• OBJECTIVE 1:
Which lines of the listing contain the string "white"? Gather every such line and copy it out, treating uppercase and lowercase as different.

• PAGE EXCERPT:
:::
Industrial - Bachelor

Empathetic Design in Humanoid Robotics

The successful integration of humanoid robots into domestic environments hinges not only on their technical performance but critically on their acceptance by human occupants. This project investigated how strategic application of colour, material, and finish in a robot’s cladding can foster human comfort, trust, and emotional connection, moving beyond traditional industrial aesthetics.

Timothy Jon Drury

Background

As humanoid robots become a fixture in domestic spaces such as kitchens and living areas, their success depends on more than technical performance. Movement fluidity and AI competence matter, but acceptance ultimately rests on how humans feel about them; CMF strongly influence these feelings.

Theories such as Masahiro Mori’s uncanny valley (1970) show that robots which appear almost human can trigger unease when appearance and behaviour do not align. Hanson (2006) extends this by proposing an aesthetic continuum, in which design can strategically balance realism and abstraction to maintain trust.

Other scholars emphasise tactile interaction: Sabanovic (2010) demonstrates how soft silicone skin, textile joints, and layered surfaces enhance warmth and empathy in human–robot interaction. DiSalvo et al. (2002) further highlighted the need for alignment between physical form and behavioural cues.

We asked one question – What if robots could feel familiar, not foreign?
:::
• RECORDS TO PROCESS:

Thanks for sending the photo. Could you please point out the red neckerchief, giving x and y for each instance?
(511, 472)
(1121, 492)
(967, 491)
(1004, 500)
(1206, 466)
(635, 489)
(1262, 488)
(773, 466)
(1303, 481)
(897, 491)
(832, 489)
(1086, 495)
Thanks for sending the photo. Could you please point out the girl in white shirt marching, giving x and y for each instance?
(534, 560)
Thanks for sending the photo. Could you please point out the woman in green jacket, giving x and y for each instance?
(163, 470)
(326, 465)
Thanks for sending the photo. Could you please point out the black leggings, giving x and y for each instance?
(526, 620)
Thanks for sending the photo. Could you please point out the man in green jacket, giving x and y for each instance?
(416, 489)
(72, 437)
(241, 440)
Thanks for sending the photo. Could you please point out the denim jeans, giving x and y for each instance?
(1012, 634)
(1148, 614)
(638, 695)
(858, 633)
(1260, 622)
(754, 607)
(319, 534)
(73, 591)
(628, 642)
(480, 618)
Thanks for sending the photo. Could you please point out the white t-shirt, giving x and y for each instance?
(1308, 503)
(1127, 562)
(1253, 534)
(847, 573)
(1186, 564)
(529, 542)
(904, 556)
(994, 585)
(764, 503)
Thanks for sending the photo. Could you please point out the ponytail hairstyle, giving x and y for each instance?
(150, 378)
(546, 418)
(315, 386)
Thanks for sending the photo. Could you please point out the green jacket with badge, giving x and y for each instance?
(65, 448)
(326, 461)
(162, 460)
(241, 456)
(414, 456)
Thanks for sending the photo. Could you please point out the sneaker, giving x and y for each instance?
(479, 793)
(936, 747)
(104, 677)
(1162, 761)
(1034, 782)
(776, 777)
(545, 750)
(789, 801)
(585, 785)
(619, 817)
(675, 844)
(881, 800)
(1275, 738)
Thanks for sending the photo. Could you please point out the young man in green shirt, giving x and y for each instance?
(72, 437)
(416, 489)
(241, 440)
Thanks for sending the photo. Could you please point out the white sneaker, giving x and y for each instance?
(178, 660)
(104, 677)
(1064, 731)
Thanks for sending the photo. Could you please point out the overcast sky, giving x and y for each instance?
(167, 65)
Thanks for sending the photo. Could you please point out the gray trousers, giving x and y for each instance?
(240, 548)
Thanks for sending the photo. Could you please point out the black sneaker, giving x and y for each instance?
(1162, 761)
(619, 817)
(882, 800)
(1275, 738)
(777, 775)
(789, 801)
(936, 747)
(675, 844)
:::
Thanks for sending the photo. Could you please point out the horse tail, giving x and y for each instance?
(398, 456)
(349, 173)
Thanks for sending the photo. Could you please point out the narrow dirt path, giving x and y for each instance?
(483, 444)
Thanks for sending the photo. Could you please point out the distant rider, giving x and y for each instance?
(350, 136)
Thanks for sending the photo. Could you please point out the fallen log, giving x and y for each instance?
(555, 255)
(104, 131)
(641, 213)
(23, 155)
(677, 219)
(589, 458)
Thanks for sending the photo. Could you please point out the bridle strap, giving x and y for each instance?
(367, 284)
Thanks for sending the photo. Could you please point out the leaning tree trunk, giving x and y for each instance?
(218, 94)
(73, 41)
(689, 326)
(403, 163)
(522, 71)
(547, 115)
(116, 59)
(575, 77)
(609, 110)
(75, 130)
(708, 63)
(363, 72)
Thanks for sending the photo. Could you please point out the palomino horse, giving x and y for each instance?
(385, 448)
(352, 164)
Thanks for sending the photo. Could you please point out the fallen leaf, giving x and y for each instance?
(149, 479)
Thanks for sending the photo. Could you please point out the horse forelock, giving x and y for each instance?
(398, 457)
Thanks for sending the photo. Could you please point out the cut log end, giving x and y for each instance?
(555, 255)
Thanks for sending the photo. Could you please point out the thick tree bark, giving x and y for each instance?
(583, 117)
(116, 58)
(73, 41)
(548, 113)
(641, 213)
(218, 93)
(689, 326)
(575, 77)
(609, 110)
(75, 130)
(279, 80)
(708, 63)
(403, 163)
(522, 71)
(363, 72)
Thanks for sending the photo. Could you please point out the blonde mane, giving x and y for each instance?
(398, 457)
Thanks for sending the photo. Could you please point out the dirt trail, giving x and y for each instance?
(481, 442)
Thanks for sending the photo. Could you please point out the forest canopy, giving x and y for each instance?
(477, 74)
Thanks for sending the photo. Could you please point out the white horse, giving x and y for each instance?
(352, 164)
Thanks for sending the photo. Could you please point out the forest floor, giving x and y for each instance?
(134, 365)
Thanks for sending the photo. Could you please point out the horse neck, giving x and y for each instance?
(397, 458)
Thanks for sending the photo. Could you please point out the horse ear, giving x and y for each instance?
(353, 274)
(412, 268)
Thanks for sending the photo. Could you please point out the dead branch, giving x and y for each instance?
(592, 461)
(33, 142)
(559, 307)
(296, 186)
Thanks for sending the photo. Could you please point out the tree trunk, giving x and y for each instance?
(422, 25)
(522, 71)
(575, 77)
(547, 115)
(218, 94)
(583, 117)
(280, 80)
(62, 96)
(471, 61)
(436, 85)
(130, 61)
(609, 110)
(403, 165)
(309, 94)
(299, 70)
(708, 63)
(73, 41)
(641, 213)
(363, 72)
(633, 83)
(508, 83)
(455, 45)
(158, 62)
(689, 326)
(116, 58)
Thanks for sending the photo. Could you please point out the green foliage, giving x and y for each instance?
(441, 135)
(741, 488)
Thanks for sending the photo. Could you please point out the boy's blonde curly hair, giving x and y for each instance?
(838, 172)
:::
• OBJECTIVE 2:
Rewrite the humanoid robotics page starting with "The successful integration" and going on through "influence these feelings.", changing "technical performance" to "engineering performance" each time it appears.

• FINAL RESULT 1:
Thanks for sending the photo. Could you please point out the girl in white shirt marching, giving x and y for each instance?
Thanks for sending the photo. Could you please point out the white t-shirt, giving x and y for each instance?
Thanks for sending the photo. Could you please point out the white sneaker, giving x and y for each instance?
Thanks for sending the photo. Could you please point out the white horse, giving x and y for each instance?

• FINAL RESULT 2:
The successful integration of humanoid robots into domestic environments hinges not only on their engineering performance but critically on their acceptance by human occupants. This project investigated how strategic application of colour, material, and finish in a robot’s cladding can foster human comfort, trust, and emotional connection, moving beyond traditional industrial aesthetics.

Timothy Jon Drury

Background

As humanoid robots become a fixture in domestic spaces such as kitchens and living areas, their success depends on more than engineering performance. Movement fluidity and AI competence matter, but acceptance ultimately rests on how humans feel about them; CMF strongly influence these feelings.